### EXERCISE OBJECTIVE
Please condense the paragraph that begins "The Thomas documentary, for those who haven't seen it" in the text on the Clarence Thomas documentary below, keeping its main facts.

### DOCUMENT EXTRACT

>>

Several documentaries on liberal Supreme Court justices are available to stream, including on Ruth Bader Ginsburg and Thurgood Marshall, the first black Supreme Court justice. There are even two films on Anita Hill, who accused Clarence Thomas of sexual misconduct.

The Thomas documentary, for those who haven’t seen it, is less political, than personal – the story of the man behind the gown, who rose from poverty in the segregated South, as told in his own words. The film received a 99% audience approval score on Rotten Tomatoes.

National Review said, “The two-hour feature tracks his life chronologically, filling in stories from his book with pictures of his inauspicious beginnings in rural Georgia, his school days living with his grandparents in Savannah, his education, and his career.”

It’s tempting to blame Amazon’s actions on hostility to Thomas’s politics, but it may equally be antagonism for Pack, possibly even the result of a personal vendetta. As Byron York writes in the Washington Examiner on Feb. 4, the mainstream media had it in for Pack, particularly two news outlets – National Public Radio and the Washington Post.

Both NPR and the Post had personal connections to Voice of America, which Pack took over. John Lansing was acting chief of the U.S. Agency for Global Media before Pack’s nomination and moved to NPR to become CEO.

<<

[Records from a dataset]

>>

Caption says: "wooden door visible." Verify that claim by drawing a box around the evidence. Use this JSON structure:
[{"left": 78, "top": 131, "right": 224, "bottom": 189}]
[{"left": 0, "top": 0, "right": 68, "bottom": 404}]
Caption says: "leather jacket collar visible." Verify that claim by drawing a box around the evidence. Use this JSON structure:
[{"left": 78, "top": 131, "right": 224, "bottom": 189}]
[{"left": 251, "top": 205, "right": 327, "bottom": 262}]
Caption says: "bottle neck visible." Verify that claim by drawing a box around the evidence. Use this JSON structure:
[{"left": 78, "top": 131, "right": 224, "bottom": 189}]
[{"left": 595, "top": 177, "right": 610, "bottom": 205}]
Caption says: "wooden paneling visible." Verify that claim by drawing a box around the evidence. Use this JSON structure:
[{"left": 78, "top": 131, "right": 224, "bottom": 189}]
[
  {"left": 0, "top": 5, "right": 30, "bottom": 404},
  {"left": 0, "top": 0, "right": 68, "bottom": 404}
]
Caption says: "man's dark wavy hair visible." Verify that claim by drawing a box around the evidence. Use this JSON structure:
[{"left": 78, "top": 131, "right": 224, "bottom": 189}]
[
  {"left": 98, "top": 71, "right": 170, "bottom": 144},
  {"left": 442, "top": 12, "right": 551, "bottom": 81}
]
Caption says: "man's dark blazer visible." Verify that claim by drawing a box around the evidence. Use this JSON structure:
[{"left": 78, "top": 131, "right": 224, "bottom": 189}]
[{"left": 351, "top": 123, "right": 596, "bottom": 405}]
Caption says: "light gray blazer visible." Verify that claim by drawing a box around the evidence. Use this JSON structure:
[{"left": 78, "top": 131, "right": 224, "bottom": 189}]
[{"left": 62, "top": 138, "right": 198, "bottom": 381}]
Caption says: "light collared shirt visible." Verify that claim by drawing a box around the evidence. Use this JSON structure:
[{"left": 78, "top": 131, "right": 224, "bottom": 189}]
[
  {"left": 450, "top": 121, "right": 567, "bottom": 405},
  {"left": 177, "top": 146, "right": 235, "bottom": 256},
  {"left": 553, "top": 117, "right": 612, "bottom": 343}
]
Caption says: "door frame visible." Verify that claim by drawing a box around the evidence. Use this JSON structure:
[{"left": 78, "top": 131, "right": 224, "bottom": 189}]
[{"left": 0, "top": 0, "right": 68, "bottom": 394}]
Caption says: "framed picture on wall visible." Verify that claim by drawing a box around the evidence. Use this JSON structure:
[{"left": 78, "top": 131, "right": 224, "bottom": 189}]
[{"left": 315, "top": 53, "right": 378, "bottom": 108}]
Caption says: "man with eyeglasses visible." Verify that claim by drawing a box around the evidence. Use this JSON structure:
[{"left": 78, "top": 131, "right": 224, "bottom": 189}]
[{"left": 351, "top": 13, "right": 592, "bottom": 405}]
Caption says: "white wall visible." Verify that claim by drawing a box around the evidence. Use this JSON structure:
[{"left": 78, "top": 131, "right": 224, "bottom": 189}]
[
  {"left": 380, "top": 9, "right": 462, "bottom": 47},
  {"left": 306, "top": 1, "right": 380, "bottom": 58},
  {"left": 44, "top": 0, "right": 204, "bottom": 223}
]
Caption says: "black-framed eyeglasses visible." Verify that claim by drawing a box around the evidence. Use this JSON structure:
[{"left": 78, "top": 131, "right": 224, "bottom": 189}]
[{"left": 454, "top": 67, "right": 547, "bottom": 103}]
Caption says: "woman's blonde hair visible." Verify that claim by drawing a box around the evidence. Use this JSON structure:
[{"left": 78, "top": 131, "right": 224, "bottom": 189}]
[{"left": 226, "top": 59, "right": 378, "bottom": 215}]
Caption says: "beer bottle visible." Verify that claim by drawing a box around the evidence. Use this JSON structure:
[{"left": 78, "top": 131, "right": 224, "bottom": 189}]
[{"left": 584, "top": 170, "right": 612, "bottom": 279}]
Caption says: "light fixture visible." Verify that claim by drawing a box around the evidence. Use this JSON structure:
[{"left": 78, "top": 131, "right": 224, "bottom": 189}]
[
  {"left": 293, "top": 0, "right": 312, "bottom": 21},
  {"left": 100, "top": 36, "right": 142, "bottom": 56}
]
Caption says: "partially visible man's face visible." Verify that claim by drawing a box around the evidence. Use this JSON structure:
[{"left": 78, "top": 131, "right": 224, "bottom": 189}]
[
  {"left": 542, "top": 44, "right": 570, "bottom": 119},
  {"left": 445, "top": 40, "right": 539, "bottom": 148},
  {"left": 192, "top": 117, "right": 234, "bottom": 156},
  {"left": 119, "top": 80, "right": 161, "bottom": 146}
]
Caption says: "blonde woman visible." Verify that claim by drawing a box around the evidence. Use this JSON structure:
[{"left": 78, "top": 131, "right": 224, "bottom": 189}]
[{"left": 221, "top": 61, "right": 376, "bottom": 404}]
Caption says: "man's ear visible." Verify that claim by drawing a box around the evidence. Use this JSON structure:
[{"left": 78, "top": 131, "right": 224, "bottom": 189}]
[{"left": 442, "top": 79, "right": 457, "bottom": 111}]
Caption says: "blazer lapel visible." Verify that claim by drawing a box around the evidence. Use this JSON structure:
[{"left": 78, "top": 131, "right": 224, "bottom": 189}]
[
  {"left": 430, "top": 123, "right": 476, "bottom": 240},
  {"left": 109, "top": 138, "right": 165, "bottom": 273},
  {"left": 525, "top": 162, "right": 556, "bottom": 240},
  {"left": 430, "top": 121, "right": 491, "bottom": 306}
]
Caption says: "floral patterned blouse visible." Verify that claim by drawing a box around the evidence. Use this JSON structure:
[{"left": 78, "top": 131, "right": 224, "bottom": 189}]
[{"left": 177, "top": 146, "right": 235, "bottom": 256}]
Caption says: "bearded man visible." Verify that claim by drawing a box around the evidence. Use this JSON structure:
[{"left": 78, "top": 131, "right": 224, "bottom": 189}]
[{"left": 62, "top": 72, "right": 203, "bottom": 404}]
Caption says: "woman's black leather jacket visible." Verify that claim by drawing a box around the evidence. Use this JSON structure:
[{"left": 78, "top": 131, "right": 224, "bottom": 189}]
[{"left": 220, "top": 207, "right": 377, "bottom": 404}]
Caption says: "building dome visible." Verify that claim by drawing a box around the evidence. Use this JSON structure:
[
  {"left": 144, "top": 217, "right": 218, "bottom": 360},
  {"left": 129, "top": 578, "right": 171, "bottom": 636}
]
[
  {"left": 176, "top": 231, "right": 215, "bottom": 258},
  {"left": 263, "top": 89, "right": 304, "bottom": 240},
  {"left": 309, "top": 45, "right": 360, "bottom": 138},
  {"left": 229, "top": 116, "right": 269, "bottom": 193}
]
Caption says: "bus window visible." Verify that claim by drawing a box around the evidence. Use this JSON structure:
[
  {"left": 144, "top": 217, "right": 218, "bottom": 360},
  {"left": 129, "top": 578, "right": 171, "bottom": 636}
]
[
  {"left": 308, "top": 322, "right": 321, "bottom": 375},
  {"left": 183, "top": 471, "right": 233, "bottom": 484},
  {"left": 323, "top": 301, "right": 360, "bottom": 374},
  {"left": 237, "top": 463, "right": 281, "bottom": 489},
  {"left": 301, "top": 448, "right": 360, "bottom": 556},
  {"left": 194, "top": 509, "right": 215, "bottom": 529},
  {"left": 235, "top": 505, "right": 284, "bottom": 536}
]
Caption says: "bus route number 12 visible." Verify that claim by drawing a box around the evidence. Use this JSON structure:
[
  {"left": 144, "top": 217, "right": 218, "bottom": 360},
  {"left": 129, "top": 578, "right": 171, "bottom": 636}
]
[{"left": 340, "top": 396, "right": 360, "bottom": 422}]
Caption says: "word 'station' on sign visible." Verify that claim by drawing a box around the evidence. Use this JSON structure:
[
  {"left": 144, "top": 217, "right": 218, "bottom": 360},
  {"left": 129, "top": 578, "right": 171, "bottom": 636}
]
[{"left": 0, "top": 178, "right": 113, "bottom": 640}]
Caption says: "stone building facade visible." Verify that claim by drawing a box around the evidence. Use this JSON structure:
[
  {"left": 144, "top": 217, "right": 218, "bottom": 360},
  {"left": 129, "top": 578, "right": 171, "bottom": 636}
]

<<

### ANSWER IN FULL
The Thomas documentary is more personal than political. In his own words, it tells how he rose from poverty in the segregated South. It earned a 99% audience approval score on Rotten Tomatoes.